What is needed: Reproduce exactly the lines from the one containing "spot the man's ear" through the last line of the data, both ends included.
# Start of Data
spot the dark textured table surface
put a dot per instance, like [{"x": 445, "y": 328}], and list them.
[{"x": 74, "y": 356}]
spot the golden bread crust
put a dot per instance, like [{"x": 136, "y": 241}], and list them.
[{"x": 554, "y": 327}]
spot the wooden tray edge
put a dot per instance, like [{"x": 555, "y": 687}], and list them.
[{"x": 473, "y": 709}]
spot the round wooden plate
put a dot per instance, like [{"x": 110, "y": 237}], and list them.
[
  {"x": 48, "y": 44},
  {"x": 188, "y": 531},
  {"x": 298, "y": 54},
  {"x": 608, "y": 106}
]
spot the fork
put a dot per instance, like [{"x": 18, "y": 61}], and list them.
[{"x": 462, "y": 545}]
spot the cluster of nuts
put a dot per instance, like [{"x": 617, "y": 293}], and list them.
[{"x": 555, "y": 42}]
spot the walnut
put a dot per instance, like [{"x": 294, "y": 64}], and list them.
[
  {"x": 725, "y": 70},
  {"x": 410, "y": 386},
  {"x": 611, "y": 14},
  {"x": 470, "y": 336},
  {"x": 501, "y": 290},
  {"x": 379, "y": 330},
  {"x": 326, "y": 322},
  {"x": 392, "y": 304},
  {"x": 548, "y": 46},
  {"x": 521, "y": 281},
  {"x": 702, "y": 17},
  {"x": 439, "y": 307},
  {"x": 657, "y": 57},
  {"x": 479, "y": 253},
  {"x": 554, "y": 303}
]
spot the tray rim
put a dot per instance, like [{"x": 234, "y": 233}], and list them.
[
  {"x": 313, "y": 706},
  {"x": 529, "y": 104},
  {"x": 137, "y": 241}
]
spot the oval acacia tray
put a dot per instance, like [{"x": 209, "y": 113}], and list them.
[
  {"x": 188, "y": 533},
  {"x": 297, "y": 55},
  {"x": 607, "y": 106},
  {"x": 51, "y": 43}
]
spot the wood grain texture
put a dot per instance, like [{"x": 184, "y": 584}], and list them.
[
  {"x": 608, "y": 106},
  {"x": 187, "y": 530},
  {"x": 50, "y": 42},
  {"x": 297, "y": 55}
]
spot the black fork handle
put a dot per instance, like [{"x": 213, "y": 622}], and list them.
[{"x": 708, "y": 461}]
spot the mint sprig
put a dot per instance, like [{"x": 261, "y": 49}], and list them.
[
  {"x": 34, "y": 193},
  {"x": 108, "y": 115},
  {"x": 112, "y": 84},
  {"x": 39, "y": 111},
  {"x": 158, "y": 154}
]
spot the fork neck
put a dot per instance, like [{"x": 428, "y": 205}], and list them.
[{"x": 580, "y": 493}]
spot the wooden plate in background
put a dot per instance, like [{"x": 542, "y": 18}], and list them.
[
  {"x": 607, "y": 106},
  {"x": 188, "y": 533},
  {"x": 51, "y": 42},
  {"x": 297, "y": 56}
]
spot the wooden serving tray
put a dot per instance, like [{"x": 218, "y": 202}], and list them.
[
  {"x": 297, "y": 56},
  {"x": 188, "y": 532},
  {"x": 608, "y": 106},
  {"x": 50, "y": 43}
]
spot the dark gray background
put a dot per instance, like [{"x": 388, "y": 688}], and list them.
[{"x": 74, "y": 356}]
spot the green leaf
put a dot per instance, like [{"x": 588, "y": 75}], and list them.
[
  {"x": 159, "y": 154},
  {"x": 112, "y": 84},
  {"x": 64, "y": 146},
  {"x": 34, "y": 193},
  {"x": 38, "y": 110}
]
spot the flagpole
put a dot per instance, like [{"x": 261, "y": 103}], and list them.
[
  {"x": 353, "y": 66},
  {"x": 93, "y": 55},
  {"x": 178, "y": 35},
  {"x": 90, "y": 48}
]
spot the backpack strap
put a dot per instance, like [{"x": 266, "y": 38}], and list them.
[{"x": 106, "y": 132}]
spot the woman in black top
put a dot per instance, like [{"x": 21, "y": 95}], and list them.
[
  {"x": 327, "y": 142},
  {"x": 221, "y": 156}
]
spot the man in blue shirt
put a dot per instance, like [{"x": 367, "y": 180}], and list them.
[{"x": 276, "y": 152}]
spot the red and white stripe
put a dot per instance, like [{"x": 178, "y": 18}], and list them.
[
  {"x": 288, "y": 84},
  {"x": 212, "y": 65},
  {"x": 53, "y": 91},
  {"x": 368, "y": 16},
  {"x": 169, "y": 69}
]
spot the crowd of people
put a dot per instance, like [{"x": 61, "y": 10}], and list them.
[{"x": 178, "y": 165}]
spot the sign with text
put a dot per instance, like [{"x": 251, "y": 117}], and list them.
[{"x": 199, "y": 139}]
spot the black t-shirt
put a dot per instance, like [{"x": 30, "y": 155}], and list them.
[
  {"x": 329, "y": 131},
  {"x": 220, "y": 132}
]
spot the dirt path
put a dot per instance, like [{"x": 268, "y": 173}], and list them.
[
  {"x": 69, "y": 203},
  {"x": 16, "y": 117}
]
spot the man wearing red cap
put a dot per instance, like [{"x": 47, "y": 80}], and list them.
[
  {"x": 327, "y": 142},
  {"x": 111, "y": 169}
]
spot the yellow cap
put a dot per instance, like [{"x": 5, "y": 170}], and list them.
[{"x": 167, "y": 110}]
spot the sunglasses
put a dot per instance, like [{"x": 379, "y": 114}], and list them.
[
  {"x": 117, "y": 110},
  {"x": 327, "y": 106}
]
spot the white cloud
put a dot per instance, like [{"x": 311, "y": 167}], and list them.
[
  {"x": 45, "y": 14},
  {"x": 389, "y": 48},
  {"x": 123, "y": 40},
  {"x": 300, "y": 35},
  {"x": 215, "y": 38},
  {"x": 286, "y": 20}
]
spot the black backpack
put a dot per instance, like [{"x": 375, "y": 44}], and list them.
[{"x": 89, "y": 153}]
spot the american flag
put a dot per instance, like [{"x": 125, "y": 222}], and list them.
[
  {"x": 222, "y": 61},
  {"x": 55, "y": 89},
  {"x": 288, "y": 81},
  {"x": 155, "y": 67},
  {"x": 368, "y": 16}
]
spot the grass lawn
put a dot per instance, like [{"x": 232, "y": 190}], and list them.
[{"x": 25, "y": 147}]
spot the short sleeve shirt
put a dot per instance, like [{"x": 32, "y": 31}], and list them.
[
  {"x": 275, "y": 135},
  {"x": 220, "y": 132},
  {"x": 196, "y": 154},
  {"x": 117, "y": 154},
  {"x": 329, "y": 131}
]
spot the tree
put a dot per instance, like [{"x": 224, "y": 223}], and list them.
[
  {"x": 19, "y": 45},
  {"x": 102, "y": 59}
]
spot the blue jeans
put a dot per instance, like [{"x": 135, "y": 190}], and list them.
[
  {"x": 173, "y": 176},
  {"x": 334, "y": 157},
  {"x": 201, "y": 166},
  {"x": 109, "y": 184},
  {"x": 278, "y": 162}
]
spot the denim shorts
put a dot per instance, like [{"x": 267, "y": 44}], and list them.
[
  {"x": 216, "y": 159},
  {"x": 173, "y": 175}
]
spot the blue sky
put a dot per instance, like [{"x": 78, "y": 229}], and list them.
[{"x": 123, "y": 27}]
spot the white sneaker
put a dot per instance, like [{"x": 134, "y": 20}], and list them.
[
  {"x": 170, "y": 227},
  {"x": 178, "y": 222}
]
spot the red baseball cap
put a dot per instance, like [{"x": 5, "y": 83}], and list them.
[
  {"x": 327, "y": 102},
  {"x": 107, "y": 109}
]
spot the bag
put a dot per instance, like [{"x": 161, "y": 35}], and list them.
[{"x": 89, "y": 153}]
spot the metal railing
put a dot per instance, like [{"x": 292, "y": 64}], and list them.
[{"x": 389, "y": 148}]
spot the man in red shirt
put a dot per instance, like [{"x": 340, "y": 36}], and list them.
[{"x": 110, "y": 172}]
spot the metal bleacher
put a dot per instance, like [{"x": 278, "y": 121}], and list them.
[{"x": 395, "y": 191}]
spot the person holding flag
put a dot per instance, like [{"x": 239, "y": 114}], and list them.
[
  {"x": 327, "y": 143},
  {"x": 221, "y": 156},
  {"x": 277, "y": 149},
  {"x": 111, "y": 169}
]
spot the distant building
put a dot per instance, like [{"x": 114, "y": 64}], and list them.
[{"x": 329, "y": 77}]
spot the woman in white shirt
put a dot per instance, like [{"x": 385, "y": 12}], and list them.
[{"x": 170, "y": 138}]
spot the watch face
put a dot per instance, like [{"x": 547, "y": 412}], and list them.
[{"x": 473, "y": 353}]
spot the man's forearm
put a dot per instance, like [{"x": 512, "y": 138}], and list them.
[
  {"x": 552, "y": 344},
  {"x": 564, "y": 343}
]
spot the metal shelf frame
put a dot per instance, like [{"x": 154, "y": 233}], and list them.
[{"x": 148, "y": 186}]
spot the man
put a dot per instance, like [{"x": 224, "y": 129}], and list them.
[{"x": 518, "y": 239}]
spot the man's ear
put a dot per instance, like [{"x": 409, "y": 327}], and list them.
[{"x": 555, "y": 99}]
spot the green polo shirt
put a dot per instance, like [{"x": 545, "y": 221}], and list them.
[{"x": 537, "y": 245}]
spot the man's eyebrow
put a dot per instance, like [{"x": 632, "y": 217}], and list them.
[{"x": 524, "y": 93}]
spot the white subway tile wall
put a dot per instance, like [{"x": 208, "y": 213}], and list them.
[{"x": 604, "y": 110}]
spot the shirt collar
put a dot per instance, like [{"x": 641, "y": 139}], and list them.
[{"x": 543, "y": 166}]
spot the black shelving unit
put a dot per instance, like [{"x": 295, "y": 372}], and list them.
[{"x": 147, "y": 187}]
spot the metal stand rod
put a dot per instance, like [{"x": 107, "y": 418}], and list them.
# End of Data
Answer to the problem:
spot the man's ear
put a dot per instance, like [{"x": 409, "y": 327}], and list them.
[{"x": 555, "y": 99}]
spot the green polo shirt
put a dot per instance, like [{"x": 545, "y": 221}], and list them.
[{"x": 537, "y": 245}]
spot the man's eyebrow
put a dot per instance, like [{"x": 632, "y": 217}], and list them.
[{"x": 524, "y": 93}]
spot the white subway tile wall
put a dot per instance, like [{"x": 208, "y": 213}], and list them.
[{"x": 604, "y": 110}]
spot the shirt collar
put a dot per instance, like [{"x": 641, "y": 139}], and list them.
[{"x": 543, "y": 166}]
spot the black shelving unit
put a dot per instance, like [{"x": 295, "y": 372}], and list them.
[{"x": 147, "y": 187}]
spot the metal stand rod
put a dot per instance, like [{"x": 107, "y": 418}], and list them.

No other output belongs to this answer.